* Task prompt: The answer must be every line below that holds the word "mossy".

* Records for the exercise:

===============

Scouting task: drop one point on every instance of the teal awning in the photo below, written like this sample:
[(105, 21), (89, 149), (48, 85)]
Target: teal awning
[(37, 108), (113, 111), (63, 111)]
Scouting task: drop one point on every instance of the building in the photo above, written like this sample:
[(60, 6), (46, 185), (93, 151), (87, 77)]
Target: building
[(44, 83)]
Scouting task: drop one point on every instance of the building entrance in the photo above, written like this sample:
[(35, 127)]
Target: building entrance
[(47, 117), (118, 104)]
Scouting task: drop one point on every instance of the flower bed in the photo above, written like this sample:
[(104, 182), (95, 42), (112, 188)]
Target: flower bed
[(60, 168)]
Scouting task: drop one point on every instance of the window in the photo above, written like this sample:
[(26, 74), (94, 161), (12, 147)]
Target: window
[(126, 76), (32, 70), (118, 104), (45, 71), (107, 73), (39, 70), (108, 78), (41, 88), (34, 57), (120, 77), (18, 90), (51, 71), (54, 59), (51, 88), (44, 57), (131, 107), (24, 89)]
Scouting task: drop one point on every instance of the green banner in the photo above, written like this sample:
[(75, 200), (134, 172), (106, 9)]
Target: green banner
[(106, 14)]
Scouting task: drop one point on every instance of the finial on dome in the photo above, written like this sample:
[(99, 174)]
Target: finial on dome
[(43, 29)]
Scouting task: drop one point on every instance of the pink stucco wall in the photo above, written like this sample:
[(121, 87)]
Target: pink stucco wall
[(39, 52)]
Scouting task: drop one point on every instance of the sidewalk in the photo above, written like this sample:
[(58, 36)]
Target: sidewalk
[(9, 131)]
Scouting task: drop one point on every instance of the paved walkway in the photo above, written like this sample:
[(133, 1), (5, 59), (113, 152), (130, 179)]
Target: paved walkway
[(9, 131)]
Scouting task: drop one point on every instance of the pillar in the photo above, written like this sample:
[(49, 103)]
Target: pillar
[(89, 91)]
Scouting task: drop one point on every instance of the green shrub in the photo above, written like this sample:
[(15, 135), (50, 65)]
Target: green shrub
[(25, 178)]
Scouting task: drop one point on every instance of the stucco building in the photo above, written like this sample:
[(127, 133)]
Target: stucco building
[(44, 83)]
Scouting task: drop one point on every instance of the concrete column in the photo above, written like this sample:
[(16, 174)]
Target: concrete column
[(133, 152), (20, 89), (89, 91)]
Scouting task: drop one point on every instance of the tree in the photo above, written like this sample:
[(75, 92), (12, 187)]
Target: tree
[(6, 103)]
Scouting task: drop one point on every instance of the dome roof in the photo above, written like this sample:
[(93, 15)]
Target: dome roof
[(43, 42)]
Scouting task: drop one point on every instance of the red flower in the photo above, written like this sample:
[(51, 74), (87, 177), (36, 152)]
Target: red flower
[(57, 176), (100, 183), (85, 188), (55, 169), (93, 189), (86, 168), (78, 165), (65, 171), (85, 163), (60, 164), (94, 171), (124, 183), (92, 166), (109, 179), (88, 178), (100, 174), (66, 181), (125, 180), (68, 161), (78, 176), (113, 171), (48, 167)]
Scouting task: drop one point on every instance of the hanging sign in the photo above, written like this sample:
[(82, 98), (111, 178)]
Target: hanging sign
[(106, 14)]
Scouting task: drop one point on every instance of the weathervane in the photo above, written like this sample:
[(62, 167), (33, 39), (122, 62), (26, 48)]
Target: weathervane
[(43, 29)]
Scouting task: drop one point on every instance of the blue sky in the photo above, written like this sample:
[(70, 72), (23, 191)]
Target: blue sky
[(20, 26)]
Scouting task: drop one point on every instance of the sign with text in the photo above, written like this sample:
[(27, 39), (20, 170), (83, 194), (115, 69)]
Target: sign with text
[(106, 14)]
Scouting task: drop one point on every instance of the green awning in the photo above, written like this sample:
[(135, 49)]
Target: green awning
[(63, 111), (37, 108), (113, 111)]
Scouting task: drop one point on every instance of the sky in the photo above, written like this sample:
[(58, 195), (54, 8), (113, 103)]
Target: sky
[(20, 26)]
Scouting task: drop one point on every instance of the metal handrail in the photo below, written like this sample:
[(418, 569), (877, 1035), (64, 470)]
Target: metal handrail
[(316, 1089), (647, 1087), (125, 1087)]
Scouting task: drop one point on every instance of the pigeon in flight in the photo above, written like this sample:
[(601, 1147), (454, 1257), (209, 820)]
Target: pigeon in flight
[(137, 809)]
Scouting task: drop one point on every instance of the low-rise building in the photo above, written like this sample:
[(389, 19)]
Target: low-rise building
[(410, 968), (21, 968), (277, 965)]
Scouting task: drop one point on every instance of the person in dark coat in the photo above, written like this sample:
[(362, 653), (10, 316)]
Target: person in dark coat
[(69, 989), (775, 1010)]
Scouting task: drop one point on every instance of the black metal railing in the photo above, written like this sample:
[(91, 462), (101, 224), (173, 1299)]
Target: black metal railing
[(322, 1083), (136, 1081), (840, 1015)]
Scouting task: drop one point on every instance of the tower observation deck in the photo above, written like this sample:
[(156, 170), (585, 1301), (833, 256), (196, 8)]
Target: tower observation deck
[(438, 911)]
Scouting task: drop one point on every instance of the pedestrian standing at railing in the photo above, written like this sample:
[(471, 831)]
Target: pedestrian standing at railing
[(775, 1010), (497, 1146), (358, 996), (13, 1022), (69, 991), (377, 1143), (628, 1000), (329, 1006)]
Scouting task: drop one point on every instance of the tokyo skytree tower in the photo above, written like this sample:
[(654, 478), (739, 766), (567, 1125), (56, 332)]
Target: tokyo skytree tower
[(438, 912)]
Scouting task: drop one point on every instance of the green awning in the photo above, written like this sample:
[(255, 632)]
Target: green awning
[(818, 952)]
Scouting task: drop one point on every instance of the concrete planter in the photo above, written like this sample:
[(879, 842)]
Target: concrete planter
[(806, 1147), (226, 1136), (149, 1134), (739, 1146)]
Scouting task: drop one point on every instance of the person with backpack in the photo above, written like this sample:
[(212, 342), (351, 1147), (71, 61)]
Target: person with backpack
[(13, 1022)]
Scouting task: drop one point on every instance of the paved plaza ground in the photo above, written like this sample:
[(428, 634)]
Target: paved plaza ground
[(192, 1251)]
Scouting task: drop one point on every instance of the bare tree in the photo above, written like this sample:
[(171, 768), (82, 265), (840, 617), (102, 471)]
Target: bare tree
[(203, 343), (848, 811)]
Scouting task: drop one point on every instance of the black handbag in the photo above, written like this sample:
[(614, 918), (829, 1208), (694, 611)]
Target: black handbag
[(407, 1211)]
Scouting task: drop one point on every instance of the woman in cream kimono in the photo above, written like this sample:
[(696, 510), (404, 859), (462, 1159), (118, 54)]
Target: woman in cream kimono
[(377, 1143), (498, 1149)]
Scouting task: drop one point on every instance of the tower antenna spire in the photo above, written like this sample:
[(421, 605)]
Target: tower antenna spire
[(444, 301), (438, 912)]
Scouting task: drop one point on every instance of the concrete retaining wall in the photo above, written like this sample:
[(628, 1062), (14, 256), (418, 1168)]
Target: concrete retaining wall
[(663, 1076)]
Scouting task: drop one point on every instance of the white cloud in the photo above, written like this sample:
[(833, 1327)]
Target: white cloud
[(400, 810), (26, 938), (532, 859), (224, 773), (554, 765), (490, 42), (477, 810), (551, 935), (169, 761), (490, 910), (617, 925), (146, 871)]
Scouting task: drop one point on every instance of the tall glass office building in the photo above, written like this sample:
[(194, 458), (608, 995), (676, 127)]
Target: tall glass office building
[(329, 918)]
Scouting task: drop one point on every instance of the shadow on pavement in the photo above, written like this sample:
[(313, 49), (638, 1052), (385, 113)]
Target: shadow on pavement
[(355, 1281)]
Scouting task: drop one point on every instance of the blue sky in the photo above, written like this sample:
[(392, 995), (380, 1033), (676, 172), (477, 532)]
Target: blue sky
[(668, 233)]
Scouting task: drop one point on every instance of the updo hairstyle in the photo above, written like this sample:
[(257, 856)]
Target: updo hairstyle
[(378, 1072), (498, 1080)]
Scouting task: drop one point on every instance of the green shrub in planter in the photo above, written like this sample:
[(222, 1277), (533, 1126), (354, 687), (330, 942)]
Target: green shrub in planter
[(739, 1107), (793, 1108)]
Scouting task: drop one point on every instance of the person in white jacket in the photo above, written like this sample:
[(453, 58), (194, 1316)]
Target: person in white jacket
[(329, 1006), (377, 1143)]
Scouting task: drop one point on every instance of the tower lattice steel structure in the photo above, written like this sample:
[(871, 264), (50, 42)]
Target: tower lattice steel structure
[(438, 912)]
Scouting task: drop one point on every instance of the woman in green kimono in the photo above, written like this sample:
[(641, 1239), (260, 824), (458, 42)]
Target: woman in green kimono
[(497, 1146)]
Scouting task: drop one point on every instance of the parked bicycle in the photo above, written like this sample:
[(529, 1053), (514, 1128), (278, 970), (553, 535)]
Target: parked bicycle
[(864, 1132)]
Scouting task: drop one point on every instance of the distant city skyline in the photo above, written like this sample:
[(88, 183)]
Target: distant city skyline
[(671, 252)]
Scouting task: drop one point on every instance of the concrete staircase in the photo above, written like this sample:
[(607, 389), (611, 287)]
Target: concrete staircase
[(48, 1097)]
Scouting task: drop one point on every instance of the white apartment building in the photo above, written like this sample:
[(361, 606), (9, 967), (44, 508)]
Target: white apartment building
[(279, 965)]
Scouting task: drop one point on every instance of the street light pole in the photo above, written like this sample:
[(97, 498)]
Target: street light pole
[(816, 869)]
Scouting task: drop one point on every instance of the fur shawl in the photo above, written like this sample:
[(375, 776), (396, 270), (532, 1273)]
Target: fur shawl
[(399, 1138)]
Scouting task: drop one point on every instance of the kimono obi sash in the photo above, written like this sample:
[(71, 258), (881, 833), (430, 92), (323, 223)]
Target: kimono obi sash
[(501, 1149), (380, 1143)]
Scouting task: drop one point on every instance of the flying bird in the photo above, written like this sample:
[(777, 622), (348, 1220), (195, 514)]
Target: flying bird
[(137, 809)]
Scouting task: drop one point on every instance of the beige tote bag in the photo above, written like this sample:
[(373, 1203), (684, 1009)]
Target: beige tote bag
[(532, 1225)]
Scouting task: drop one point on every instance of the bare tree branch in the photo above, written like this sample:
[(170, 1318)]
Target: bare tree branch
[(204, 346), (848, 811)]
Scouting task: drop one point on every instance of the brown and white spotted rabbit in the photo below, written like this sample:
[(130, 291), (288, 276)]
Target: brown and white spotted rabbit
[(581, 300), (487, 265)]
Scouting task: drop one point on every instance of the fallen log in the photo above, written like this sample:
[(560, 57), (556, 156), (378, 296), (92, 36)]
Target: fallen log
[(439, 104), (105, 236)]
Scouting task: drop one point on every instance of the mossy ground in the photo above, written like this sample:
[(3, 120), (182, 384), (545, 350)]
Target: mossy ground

===============

* Expected answer:
Scouting task: drop one point on every instance of the mossy ground in the photo above, written like this sample:
Target: mossy ground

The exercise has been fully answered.